### Goal
Count the lines in the items below that contain the string "small", treating uppercase and lowercase letters as distinct. Reply with the number only.

### Given information
■ ■ ■ ■ ■

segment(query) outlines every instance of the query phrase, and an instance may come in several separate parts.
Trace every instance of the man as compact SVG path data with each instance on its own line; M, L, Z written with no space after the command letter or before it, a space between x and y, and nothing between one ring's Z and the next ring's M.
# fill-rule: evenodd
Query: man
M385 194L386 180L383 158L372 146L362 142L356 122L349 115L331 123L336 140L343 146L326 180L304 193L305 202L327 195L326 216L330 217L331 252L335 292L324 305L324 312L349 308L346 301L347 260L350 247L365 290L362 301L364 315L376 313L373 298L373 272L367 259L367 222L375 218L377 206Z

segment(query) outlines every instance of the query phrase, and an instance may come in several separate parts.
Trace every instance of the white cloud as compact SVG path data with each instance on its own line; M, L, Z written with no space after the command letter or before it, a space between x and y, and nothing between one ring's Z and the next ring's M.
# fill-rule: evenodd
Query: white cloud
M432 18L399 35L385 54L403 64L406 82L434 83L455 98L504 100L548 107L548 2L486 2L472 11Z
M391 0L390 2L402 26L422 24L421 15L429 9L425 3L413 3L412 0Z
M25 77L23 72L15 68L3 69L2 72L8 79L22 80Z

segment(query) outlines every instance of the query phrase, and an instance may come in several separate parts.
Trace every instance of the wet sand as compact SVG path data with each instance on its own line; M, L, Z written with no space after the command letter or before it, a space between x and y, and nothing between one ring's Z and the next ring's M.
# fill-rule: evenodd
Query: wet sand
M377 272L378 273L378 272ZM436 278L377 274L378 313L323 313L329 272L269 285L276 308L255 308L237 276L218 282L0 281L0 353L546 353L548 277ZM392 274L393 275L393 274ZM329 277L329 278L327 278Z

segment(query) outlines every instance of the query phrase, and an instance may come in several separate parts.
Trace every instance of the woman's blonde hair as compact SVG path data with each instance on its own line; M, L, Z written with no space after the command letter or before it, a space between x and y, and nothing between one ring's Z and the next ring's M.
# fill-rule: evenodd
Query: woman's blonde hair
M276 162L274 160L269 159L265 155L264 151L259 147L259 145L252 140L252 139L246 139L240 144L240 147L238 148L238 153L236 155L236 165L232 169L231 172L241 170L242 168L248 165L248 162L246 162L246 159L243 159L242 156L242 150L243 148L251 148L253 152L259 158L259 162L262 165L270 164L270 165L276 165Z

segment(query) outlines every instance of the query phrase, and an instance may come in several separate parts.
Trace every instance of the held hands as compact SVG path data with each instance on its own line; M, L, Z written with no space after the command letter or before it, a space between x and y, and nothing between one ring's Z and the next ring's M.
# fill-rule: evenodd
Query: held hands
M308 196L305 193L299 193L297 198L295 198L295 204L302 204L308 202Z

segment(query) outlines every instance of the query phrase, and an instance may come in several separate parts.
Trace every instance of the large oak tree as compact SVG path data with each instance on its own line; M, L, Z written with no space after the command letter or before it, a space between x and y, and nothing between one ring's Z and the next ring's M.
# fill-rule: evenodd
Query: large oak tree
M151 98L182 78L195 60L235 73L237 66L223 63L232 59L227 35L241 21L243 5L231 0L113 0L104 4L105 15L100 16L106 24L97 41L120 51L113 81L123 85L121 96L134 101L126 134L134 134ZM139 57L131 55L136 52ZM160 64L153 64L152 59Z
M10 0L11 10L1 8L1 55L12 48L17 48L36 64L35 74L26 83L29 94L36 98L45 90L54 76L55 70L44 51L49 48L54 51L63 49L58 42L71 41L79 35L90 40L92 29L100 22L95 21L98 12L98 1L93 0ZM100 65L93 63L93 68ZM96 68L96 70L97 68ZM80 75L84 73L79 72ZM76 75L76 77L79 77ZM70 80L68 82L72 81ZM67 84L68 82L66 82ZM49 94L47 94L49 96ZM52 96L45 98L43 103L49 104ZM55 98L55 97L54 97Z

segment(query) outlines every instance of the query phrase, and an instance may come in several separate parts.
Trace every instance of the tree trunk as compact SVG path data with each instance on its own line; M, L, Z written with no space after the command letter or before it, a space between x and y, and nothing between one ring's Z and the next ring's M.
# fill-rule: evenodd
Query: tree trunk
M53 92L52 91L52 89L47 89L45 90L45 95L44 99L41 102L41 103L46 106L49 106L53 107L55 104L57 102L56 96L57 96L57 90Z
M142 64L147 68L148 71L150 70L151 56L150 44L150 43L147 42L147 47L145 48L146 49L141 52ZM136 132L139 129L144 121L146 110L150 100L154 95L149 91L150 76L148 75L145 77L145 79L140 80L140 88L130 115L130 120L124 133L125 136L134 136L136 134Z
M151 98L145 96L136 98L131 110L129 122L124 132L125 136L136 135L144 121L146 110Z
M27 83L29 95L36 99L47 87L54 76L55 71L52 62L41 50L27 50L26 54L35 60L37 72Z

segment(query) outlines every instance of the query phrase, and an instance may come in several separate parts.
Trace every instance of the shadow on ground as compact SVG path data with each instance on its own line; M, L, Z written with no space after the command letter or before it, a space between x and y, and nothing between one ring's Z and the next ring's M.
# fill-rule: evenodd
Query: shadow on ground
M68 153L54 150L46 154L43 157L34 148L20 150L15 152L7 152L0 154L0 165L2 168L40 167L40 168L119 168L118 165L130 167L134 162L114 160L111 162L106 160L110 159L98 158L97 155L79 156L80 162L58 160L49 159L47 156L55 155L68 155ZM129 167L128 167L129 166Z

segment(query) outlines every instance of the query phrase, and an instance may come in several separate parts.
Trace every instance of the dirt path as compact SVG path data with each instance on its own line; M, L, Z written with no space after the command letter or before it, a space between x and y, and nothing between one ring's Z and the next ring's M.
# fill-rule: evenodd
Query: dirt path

■ ■ ■ ■ ■

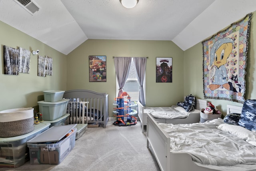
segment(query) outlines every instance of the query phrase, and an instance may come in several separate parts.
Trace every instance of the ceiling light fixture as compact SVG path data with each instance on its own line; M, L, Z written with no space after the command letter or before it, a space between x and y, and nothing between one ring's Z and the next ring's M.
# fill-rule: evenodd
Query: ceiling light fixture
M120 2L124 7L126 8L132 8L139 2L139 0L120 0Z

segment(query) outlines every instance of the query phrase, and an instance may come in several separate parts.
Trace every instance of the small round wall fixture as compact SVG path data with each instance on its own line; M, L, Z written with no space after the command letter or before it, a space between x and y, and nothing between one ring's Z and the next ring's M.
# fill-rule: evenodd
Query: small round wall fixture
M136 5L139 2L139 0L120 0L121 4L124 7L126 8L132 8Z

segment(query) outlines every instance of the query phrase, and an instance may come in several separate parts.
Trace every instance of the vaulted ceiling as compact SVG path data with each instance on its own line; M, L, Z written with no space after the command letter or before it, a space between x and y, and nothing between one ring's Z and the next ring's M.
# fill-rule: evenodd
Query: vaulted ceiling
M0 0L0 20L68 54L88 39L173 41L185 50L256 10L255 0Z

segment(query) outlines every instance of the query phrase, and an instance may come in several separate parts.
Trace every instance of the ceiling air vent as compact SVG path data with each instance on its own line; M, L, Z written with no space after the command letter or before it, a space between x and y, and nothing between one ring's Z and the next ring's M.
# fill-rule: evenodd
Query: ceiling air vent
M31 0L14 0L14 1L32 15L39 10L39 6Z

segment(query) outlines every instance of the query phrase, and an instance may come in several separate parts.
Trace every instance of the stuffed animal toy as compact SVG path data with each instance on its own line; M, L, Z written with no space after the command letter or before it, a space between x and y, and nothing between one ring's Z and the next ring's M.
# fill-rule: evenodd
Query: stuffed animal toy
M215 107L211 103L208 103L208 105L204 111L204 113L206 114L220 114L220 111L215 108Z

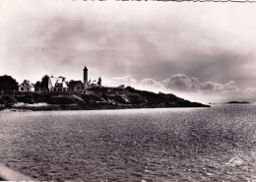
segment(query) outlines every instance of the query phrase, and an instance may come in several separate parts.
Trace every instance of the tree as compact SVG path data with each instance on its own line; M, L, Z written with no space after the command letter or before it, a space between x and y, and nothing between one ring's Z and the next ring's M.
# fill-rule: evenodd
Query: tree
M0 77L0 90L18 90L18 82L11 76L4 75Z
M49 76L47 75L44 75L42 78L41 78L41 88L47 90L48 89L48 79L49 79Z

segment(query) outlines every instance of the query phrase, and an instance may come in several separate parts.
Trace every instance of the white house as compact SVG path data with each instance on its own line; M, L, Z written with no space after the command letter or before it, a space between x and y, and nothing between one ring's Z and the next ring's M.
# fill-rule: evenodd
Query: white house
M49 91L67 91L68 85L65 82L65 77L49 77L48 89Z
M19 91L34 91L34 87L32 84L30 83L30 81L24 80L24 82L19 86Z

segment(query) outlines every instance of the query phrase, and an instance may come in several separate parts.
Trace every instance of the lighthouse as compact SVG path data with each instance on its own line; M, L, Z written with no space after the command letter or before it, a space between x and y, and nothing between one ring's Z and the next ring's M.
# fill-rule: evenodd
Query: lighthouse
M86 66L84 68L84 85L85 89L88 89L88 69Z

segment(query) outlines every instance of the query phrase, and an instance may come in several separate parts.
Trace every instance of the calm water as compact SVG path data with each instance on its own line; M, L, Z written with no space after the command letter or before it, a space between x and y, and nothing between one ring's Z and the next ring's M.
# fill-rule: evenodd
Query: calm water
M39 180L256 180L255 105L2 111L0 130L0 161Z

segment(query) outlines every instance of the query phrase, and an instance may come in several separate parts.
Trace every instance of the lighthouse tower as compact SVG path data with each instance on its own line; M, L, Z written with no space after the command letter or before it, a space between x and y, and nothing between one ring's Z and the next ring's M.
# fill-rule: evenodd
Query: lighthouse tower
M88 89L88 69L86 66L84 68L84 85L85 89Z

■ ■ ■ ■ ■

### Task answer
2